Jerry Bock and Sheldon Harnick wrote seven musicals in the course of their fourteen-year long partnership. One, Fiddler on the Roof, broke all records for length of run on Broadway up to that time (3,242 performances) and is today considered to be one of the ten most significant musicals of the twentieth century. Several of their other shows, among them Fiorello! (1959), She Loves Me (1963), The Apple Tree (1966), and The Rothschilds (1970), won critical acclaim, Tony Awards, and had profitable runs. Indeed, with the exception of two early works, The Body Beautiful (1958) and Tenderloin (1960), no Bock and Harnick musical had a Broadway run of less than 300 performances. Nevertheless, after The Rothschilds, Bock and Harnick, both in their forties, ceased to write with one another, pursuing other activities for forty more years.

Extracted data:
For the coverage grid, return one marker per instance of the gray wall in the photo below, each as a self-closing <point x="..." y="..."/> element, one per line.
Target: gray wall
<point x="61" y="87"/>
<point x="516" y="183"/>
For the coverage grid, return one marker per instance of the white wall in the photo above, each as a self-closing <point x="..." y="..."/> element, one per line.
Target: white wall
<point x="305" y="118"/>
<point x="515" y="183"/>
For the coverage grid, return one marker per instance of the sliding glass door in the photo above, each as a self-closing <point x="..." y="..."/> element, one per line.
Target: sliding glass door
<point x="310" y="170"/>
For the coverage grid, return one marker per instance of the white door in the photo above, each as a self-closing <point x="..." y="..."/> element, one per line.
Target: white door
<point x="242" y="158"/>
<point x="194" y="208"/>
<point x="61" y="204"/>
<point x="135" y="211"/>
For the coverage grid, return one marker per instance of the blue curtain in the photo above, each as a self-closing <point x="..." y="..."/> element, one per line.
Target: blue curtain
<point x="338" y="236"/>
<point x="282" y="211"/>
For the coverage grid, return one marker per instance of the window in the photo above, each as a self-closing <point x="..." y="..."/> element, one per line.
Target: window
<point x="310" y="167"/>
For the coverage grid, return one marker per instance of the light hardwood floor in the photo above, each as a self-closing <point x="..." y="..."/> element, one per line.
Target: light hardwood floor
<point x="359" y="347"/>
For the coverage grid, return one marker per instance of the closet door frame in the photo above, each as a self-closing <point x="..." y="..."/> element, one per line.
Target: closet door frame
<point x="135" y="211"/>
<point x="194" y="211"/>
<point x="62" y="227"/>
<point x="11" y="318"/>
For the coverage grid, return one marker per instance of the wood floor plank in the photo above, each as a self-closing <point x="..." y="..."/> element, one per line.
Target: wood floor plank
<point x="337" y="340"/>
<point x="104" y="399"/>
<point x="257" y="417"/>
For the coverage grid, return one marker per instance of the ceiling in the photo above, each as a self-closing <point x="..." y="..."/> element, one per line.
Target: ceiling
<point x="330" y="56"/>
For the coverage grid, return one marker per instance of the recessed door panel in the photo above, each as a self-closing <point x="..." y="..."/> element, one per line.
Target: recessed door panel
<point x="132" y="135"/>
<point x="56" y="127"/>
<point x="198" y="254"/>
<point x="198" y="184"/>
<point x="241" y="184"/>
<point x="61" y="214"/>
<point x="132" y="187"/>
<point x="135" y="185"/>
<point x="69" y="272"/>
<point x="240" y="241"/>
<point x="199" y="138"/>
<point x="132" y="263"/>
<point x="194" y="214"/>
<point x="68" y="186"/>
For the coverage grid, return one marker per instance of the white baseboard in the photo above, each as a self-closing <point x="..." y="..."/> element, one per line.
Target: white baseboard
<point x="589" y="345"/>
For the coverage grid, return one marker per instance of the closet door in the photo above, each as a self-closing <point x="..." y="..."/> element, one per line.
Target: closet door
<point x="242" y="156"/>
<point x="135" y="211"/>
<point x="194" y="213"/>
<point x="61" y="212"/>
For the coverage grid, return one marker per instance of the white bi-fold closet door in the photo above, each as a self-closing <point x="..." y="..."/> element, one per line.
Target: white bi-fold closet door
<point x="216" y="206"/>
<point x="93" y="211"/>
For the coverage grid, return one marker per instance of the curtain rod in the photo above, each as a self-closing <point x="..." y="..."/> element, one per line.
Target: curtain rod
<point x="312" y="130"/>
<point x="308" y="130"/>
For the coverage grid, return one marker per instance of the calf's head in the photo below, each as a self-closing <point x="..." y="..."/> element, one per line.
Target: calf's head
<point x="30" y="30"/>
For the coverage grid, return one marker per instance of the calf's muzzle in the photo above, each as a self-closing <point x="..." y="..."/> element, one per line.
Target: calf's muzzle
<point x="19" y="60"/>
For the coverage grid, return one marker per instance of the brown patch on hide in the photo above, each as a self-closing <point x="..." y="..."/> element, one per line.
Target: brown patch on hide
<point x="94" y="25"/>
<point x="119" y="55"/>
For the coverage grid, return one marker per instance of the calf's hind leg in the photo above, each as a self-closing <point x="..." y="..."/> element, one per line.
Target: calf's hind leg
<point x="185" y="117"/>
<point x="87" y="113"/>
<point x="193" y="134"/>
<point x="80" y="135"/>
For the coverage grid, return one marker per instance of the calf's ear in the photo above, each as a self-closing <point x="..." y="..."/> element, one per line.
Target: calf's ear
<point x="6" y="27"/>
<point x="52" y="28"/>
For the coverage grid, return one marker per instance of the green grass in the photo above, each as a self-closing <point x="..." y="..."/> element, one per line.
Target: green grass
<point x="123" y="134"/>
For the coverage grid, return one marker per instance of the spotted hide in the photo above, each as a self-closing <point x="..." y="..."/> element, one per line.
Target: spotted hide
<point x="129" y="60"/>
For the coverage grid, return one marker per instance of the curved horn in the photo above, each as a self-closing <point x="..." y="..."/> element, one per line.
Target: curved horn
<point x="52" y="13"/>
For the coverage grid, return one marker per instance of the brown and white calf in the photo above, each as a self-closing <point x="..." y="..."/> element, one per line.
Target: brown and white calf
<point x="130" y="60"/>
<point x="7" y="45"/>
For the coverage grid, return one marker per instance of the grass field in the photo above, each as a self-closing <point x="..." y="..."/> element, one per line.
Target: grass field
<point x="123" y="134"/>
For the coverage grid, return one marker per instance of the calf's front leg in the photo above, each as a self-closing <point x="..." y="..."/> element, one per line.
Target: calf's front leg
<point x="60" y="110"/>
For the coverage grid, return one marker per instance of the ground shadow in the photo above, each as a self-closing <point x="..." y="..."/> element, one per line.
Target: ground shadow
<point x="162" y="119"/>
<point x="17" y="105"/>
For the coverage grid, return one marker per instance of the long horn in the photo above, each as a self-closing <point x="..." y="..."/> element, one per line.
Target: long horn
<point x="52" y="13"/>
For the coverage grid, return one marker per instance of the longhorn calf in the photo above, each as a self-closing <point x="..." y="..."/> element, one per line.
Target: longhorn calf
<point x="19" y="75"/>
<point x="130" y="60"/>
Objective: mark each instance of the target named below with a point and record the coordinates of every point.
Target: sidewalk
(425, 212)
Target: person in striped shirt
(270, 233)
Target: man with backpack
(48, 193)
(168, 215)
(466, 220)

Prompt 1: Rewrite the stretch of the Bock and Harnick passage from "Jerry Bock and" through "forty more years.", changing "partnership" to "collaboration".
Prompt 2: Carry on the passage about the Bock and Harnick songwriting team from its last sentence.

Answer area 1:
Jerry Bock and Sheldon Harnick wrote seven musicals in the course of their fourteen-year long collaboration. One, Fiddler on the Roof, broke all records for length of run on Broadway up to that time (3,242 performances) and is today considered to be one of the ten most significant musicals of the twentieth century. Several of their other shows, among them Fiorello! (1959), She Loves Me (1963), The Apple Tree (1966), and The Rothschilds (1970), won critical acclaim, Tony Awards, and had profitable runs. Indeed, with the exception of two early works, The Body Beautiful (1958) and Tenderloin (1960), no Bock and Harnick musical had a Broadway run of less than 300 performances. Nevertheless, after The Rothschilds, Bock and Harnick, both in their forties, ceased to write with one another, pursuing other activities for forty more years.

Answer area 2:
Philip Lambert’s new volume makes an important contribution to Oxford University Press’s Broadway Legacies series. In the first chapter, Lambert points out that Bock and Harnick started their careers with much in common. They were close in age—Bock was born in 1928 and Harnick in 1924. They were both college educated—Bock went to University of Wisconsin and Harnick to Northwestern University. Most interestingly, they were both adept at writing both words and music. Indeed, Harnick’s early musical training was more extensive than Bock’s; as a teenager, Harnick had thought of a career as a concert violinist while Bock had considered one in advertising. When they began to work together, however, they pigeon-holed one another. Bock was the composer, Harnick the lyricist—a traditional model, but of course not the only one. (Both Robert Lopez and Jeff Marx, for example, are mutually credited for the music, lyrics, and original concept of the show Avenue Q.)

For most of the book Lambert concentrates on the works rather than the lives of Harnick and Bock. For example, he notes only that “when he arrived in New York in the summer of 1950 Sheldon Harnick was newly married” (16), but we do not learn the name of Harnick’s wife, or where and when they met and married. Similarly, he notes, “in the early 1960s Jerry Bock became devoted to music for children, no doubt drawing inspiration from his own parenthood” (103). If readers want specific information regarding Bock’s own children, they will have to seek it elsewhere.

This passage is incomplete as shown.